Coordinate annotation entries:
──────
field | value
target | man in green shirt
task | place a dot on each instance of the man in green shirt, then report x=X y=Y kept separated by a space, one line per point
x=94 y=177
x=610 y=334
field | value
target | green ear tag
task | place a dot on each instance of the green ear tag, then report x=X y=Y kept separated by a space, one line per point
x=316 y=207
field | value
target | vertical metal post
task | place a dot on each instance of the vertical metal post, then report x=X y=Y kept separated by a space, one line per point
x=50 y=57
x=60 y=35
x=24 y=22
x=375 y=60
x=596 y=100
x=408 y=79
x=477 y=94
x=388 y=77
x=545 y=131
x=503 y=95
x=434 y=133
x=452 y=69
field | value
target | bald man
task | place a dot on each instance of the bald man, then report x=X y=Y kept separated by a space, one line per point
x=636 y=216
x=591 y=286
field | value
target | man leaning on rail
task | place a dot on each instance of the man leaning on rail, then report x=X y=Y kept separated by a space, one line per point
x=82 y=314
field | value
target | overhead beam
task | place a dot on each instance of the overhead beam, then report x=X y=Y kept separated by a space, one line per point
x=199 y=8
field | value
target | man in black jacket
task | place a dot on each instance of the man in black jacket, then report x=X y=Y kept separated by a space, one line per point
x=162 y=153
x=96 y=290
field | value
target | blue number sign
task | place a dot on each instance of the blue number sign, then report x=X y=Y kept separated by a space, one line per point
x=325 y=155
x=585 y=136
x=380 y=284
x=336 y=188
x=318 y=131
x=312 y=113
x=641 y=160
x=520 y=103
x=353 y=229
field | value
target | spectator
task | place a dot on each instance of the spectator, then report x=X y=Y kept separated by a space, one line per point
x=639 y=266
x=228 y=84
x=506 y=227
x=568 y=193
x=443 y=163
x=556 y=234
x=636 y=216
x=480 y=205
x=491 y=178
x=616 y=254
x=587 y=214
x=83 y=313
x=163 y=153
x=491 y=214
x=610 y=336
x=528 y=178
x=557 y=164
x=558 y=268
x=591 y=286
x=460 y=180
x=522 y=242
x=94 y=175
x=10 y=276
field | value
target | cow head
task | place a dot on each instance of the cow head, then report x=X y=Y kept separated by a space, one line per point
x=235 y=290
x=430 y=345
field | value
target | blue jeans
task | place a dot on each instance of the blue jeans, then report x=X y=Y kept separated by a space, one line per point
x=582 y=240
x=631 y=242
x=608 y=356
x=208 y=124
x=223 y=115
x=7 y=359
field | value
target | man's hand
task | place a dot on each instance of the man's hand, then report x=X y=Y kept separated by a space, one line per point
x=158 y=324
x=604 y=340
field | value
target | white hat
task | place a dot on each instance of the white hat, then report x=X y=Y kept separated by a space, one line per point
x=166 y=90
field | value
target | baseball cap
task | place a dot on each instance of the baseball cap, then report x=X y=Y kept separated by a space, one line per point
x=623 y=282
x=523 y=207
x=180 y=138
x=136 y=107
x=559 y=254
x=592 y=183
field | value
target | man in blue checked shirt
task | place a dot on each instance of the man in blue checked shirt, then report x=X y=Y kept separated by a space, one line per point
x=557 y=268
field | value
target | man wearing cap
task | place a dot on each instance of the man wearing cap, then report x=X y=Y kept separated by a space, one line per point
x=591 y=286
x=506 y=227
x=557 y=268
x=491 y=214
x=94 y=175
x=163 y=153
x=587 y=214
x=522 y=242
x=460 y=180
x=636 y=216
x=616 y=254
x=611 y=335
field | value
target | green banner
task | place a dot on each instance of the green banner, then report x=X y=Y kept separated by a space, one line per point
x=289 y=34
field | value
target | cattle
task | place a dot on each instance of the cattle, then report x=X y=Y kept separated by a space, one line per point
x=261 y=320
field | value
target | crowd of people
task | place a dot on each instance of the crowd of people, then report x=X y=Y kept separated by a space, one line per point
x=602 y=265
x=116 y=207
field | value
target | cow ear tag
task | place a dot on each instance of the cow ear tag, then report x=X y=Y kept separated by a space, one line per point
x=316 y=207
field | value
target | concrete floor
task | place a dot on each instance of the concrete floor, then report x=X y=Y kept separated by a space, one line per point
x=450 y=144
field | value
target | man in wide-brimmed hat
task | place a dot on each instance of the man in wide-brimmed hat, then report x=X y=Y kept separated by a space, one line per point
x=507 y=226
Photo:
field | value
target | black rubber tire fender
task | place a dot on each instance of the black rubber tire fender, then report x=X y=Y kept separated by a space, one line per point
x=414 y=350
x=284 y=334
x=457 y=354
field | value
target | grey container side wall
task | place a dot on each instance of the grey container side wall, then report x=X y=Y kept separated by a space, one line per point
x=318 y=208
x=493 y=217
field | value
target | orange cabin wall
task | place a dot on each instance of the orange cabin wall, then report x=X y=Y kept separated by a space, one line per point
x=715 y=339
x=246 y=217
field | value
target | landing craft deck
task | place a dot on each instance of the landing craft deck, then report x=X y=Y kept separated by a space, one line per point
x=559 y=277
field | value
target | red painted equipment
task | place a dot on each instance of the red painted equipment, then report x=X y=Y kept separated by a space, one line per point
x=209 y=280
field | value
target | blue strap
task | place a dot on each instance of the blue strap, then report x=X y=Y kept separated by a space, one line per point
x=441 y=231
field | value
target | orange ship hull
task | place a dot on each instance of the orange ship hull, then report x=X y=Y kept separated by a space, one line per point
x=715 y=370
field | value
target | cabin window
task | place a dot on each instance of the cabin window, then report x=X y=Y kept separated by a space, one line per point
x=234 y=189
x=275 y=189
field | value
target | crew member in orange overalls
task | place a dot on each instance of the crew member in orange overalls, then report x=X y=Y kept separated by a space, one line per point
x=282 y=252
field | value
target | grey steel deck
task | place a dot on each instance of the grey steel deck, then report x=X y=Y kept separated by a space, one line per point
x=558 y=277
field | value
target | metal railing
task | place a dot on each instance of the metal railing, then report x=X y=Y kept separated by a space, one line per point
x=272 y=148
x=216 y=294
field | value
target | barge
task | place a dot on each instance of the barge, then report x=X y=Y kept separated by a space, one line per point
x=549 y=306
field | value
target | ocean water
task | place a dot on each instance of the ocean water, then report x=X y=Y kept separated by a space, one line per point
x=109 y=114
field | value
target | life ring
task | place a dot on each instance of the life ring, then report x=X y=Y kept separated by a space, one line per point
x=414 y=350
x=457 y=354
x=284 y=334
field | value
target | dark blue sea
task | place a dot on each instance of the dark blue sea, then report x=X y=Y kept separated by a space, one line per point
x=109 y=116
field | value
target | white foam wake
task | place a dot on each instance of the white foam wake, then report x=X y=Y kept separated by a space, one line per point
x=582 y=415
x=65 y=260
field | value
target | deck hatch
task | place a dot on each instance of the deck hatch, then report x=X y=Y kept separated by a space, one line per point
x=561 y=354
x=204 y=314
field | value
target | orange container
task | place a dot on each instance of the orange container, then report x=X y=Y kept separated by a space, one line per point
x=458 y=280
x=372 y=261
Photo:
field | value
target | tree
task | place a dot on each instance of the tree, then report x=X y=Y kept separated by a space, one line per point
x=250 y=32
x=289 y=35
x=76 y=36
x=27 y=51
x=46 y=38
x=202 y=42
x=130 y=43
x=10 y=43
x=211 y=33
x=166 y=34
──────
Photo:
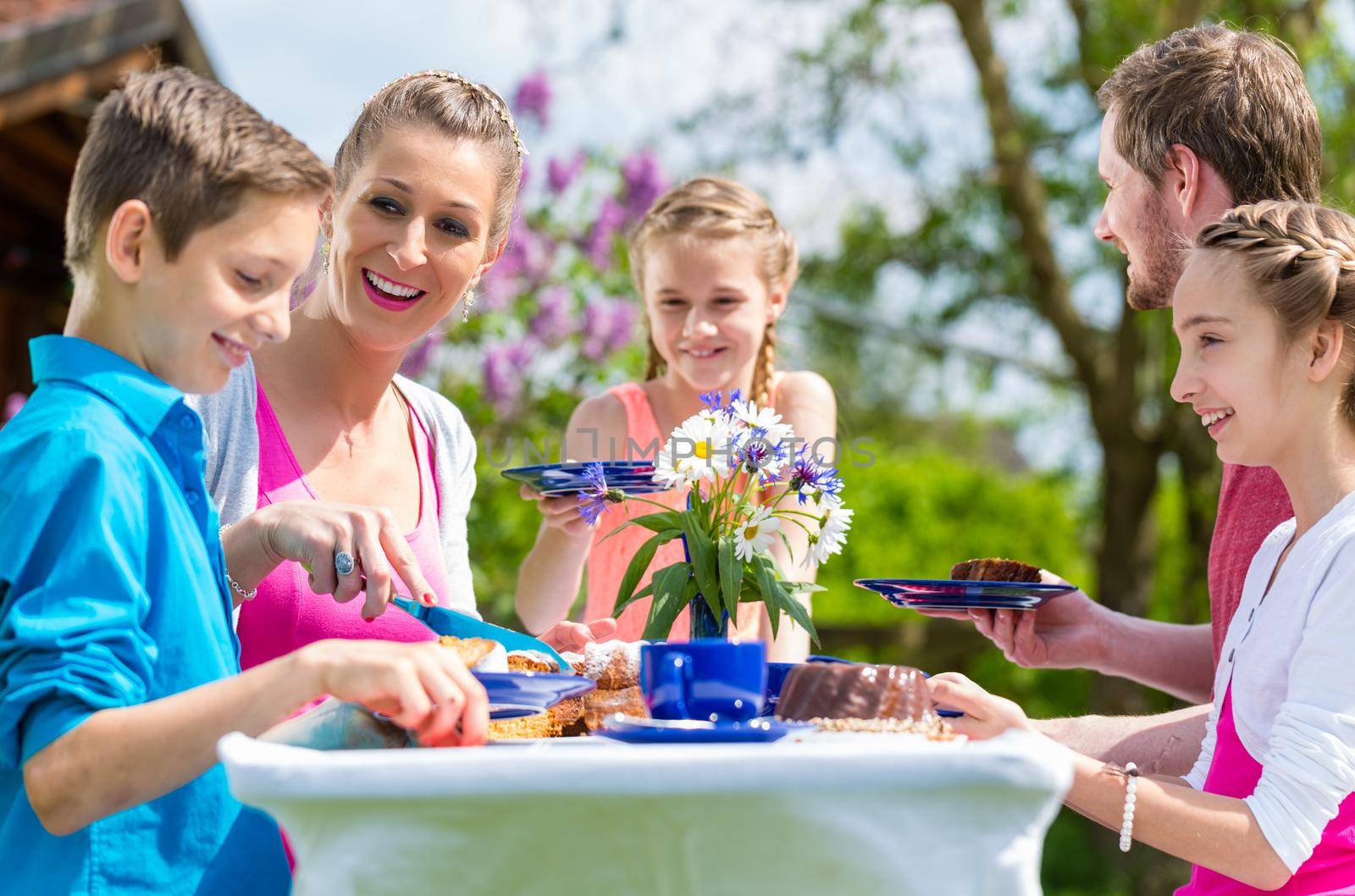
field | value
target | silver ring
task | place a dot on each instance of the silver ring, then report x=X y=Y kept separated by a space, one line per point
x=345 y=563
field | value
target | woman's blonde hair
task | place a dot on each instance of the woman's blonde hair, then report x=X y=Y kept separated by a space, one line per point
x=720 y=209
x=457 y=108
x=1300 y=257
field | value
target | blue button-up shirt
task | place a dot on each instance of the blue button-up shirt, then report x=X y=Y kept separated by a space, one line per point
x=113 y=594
──────
Description of the task: Collect every line of the data that contains the string "rubber", copying each line in full.

Answer to the problem:
target | black rubber tire fender
task | place a dot on each instance of the black rubber tire fender, then report x=X y=Y kept separated by a space, one line per point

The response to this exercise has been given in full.